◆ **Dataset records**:

**********

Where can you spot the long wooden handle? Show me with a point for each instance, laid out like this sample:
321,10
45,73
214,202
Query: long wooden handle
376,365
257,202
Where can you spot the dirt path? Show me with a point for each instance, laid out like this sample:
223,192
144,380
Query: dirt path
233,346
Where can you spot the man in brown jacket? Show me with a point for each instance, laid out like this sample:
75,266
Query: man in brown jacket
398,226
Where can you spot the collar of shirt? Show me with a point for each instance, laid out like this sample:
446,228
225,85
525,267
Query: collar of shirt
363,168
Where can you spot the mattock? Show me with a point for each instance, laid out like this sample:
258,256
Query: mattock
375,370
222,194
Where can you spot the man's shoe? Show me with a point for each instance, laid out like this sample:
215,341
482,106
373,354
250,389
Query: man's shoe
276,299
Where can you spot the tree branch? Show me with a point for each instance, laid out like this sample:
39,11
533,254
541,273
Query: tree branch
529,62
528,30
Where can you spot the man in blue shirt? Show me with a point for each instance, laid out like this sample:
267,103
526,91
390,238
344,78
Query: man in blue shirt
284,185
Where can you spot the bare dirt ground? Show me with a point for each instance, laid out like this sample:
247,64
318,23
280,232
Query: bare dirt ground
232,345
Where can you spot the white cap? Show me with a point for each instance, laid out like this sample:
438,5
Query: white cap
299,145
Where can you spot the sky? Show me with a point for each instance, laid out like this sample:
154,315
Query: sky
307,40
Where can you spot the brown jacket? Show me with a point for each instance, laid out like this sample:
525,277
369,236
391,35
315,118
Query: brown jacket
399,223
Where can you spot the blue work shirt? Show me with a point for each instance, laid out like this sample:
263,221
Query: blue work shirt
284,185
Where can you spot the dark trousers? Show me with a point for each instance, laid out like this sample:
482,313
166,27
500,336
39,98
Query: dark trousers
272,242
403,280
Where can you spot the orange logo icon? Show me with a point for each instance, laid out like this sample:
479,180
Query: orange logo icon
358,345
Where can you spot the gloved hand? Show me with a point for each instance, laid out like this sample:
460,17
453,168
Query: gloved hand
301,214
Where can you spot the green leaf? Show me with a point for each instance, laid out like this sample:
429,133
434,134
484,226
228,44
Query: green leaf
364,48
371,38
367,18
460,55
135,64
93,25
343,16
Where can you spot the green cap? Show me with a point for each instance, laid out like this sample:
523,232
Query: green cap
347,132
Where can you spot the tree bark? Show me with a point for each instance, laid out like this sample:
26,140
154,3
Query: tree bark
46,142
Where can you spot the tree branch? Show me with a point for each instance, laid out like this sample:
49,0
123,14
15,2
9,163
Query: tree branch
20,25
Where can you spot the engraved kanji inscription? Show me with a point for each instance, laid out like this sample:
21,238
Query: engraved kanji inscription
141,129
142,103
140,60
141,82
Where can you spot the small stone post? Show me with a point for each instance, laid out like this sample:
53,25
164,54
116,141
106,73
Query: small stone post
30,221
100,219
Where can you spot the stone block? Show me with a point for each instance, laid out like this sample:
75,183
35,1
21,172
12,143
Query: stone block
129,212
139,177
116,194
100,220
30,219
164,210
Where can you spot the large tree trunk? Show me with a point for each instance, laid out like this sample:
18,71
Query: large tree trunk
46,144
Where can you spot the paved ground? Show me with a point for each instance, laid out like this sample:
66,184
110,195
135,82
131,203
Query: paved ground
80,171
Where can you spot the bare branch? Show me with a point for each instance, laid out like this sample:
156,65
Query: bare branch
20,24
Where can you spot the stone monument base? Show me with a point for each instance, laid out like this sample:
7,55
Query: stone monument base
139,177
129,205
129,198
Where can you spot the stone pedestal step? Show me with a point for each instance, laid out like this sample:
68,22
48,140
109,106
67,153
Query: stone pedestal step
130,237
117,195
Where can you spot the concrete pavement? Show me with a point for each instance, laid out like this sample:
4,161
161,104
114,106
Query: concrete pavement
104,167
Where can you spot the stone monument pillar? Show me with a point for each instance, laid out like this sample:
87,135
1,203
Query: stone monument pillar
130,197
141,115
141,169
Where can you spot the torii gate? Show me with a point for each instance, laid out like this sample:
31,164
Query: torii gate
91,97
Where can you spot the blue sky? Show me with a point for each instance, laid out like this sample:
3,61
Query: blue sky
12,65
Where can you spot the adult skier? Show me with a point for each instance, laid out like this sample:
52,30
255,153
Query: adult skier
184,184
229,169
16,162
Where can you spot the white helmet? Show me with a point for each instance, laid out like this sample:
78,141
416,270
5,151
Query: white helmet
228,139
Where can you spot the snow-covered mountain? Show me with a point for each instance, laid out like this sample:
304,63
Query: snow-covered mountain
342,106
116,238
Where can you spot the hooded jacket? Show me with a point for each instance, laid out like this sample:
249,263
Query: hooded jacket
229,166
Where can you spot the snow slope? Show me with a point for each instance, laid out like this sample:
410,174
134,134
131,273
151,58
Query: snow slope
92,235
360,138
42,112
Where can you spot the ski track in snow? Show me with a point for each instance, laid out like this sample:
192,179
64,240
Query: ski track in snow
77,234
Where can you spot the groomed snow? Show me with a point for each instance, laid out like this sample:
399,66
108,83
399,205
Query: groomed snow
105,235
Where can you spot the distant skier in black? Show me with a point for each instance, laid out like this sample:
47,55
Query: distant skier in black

**********

◆ **Objective**:
Please write out again only the lines of the listing above from the line with "Where can you spot the snow slope?" through the end of the listing, requests included. Multiply every coordinate in the answer points by 1.35 and round to whole numbers with halves rounded up, leaving the requests and their sample points unchanged.

◆ **Task output**:
Where can you spot the snow slope? Show me with a point for each instance, laid out like this sample:
410,174
134,134
131,273
151,58
Query: snow slope
124,317
486,186
57,151
Where can you spot the ski track in snow? Show me with a point for each instance, laid out like this sample:
192,179
64,240
Query: ski track in snow
104,316
Where can you spot the groomed snow? Show me with a point for each instance, laid out like this sample:
399,66
108,83
399,205
Query: groomed snow
142,317
Where can you spot the distant skier in black? Show me with a point for each instance, laid out like this sample:
47,55
Query: distant skier in black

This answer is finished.